## [What to work on]
Edit the material from the line that contains "for every instance of the distant" through the end, changing "largest circle" to "biggest circle" and leaving everything else as it is. Give only those lines, without the pictures.

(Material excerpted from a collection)
######

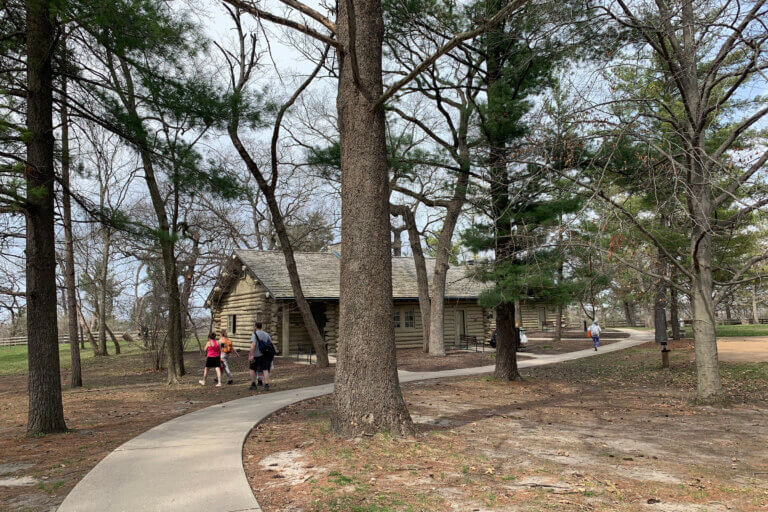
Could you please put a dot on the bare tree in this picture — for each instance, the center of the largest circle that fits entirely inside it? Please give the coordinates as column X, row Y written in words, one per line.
column 711, row 55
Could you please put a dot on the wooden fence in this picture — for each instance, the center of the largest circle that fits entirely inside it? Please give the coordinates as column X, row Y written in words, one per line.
column 22, row 340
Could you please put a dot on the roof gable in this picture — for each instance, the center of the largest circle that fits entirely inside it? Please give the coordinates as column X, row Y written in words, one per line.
column 319, row 273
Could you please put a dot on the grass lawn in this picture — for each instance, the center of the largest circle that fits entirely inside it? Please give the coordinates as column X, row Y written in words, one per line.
column 611, row 433
column 13, row 360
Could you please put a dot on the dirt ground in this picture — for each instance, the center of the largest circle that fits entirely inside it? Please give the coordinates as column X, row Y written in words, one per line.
column 609, row 433
column 743, row 349
column 122, row 399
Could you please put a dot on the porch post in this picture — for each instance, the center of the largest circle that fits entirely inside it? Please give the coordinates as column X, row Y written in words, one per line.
column 285, row 333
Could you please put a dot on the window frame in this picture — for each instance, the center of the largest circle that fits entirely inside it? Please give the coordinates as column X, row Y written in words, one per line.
column 412, row 321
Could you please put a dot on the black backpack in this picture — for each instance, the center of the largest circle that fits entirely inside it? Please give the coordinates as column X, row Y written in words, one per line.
column 266, row 347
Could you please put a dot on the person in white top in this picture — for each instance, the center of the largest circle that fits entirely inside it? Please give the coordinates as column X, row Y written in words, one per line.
column 594, row 331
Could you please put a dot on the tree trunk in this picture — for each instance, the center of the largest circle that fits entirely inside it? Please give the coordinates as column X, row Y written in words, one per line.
column 674, row 313
column 660, row 302
column 397, row 242
column 113, row 338
column 506, row 333
column 367, row 396
column 708, row 386
column 87, row 330
column 507, row 340
column 166, row 237
column 422, row 281
column 103, row 281
column 46, row 412
column 559, row 314
column 76, row 374
column 170, row 273
column 755, row 315
column 293, row 273
column 629, row 313
column 444, row 240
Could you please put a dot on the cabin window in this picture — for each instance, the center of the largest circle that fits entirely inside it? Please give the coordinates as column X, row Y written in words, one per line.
column 410, row 320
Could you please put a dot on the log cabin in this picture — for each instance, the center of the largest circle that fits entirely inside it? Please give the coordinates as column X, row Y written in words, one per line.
column 254, row 286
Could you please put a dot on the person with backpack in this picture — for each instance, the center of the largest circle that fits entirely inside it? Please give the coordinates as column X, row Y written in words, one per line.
column 594, row 331
column 261, row 355
column 213, row 360
column 226, row 350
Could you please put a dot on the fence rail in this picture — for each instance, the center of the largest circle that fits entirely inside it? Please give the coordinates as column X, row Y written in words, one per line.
column 22, row 340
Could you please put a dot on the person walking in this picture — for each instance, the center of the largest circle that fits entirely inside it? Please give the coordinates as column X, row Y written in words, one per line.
column 594, row 331
column 226, row 351
column 213, row 360
column 261, row 355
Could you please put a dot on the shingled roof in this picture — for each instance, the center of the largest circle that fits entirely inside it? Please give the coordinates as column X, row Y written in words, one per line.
column 319, row 274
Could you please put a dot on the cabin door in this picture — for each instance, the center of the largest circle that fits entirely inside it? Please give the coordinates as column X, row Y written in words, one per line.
column 543, row 317
column 461, row 324
column 318, row 313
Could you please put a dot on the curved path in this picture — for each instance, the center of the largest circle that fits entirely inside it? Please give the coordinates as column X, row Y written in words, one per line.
column 194, row 462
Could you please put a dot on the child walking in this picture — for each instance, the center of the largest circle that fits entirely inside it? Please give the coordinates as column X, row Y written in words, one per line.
column 213, row 360
column 226, row 350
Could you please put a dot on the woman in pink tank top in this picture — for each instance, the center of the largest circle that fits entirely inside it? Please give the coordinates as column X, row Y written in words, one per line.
column 213, row 360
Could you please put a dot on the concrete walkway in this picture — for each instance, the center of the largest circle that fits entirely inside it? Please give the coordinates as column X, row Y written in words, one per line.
column 194, row 462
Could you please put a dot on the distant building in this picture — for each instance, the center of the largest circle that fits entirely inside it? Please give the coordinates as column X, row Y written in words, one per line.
column 254, row 286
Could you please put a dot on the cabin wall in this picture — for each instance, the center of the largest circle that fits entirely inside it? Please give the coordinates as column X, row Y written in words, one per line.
column 533, row 313
column 247, row 301
column 475, row 323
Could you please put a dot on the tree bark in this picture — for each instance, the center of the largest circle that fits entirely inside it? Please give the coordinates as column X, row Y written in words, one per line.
column 506, row 333
column 422, row 281
column 286, row 247
column 507, row 341
column 103, row 282
column 397, row 241
column 559, row 314
column 709, row 385
column 87, row 330
column 443, row 254
column 113, row 338
column 170, row 271
column 755, row 314
column 367, row 396
column 166, row 236
column 674, row 313
column 660, row 303
column 76, row 373
column 629, row 313
column 46, row 412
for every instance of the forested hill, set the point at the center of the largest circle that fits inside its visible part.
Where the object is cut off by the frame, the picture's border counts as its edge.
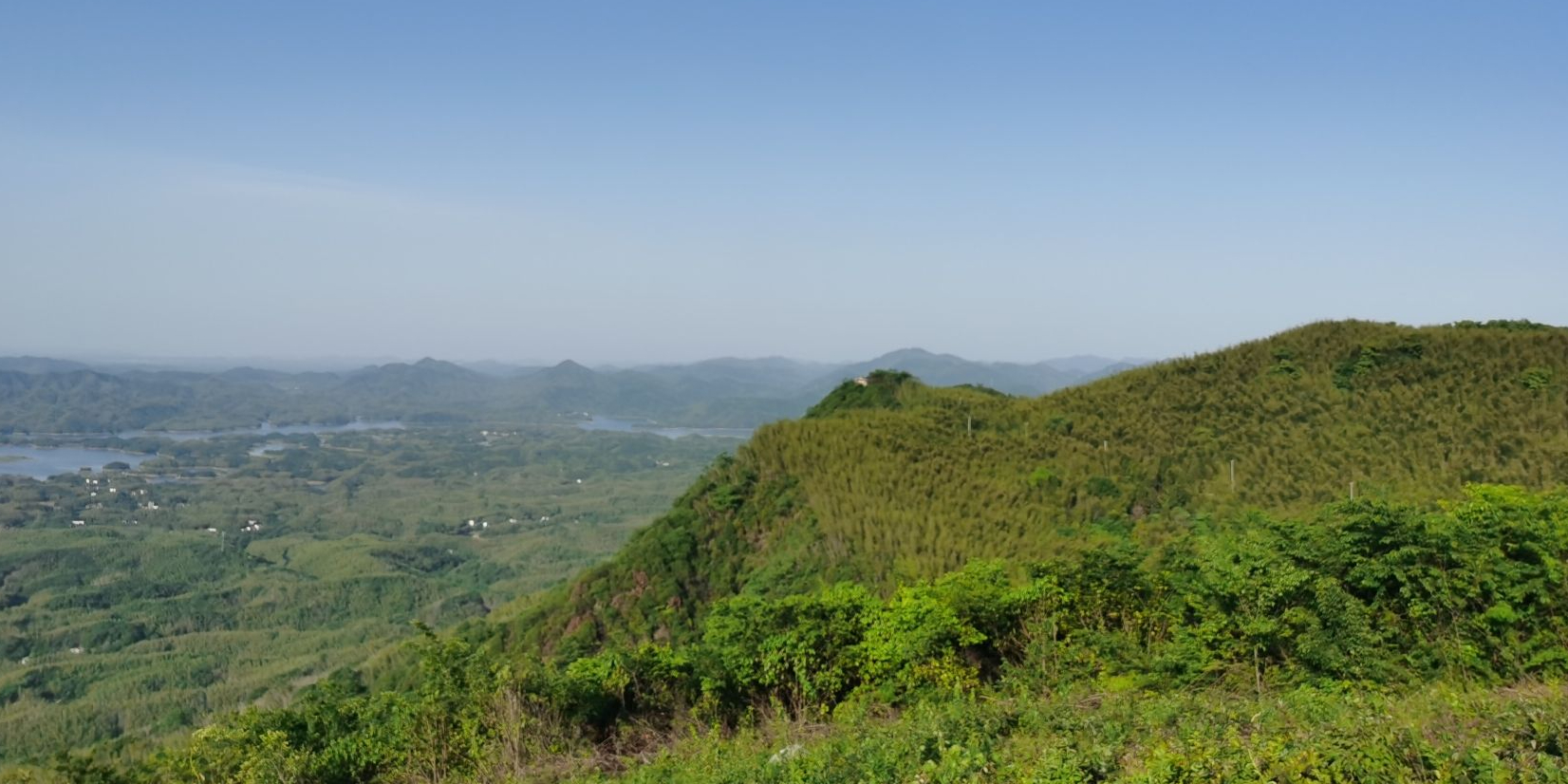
(894, 480)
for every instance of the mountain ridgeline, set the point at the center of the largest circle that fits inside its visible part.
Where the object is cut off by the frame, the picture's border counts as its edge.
(889, 480)
(47, 396)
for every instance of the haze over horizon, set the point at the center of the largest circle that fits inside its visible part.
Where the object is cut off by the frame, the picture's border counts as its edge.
(819, 180)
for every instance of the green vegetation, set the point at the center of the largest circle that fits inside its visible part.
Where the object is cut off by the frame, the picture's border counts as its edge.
(928, 478)
(141, 623)
(1330, 555)
(1371, 644)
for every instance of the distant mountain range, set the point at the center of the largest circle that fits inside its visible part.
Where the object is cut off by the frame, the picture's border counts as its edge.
(53, 396)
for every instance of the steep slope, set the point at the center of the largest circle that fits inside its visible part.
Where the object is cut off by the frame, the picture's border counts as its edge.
(908, 481)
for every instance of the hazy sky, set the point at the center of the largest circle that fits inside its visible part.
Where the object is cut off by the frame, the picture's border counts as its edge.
(673, 180)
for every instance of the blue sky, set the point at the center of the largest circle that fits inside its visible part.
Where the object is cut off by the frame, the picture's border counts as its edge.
(676, 180)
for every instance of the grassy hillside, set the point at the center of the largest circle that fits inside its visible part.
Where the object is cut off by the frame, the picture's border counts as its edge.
(896, 481)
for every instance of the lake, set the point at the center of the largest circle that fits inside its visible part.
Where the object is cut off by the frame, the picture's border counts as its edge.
(266, 428)
(625, 425)
(47, 461)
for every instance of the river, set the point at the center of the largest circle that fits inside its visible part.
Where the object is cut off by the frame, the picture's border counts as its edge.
(625, 425)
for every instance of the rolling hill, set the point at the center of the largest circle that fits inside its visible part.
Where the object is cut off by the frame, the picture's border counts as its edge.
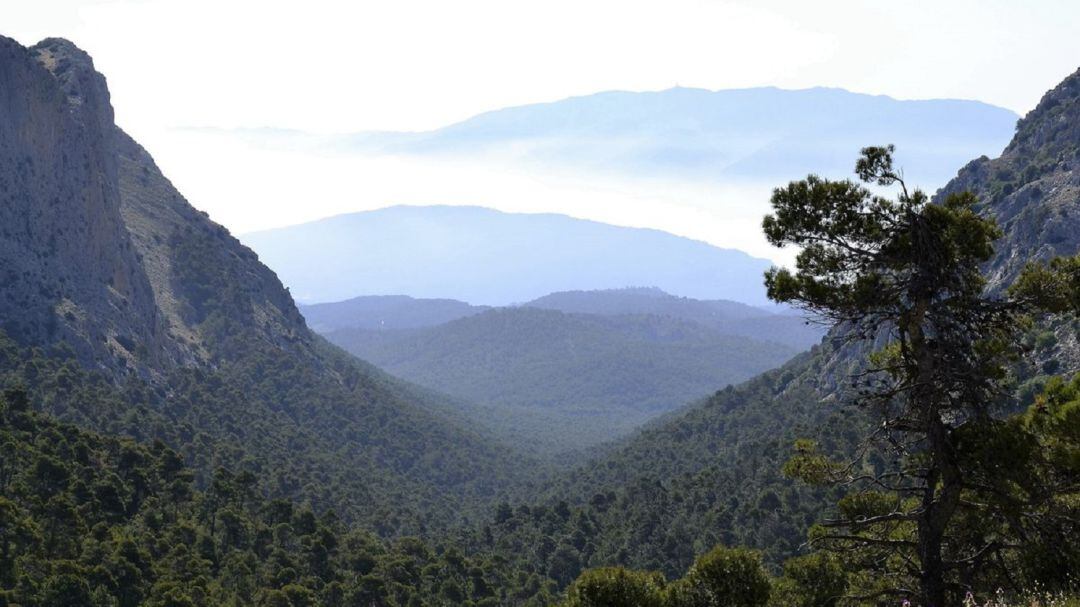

######

## [Full output]
for every instance of the distant mountain range, set the point at the center of the biggest circle that fits inside its visible part.
Where the object is cut off by the frame, the picture's border counts as its edge.
(53, 396)
for every instance of the steep slope, set the point at the center of the biggest circle that fits inside its visible part.
Where the object is cut off by the frame, the picture's border counts as its edge.
(908, 481)
for every instance of the hazy sky, set the point at the center of the biggest circle that fits inside its visible part.
Where the object is cut off by the frame, the picture's border counts as its edge.
(673, 180)
for every instance of the blue sky, set the point at the center of the biggest circle that fits inside its visible part.
Where the object is cut off by the frame, the picture's border counts as its edge.
(676, 180)
for every instance of the grassy hillside, set the point at the center of the biggest circle that fits inside its visible part.
Where the object is cut off by the frame, the picture's border counts as its edge.
(896, 481)
for every instance of the lake, set the point at the center of the biggest circle that fits inside its visible part.
Where the object is cut off by the frame, the picture's border counts as its edge.
(266, 428)
(625, 425)
(47, 461)
for every instance of the river, set the point at the center of the biggest circle that fits inside its visible part.
Where the object is cut off by the frame, the picture's border counts as its edge.
(625, 425)
for every instance of the rolling hill, set the point at the center of the biggest circle that fits inside its visible part.
Where the object is cut off by the frame, the picture's border counts as its edge.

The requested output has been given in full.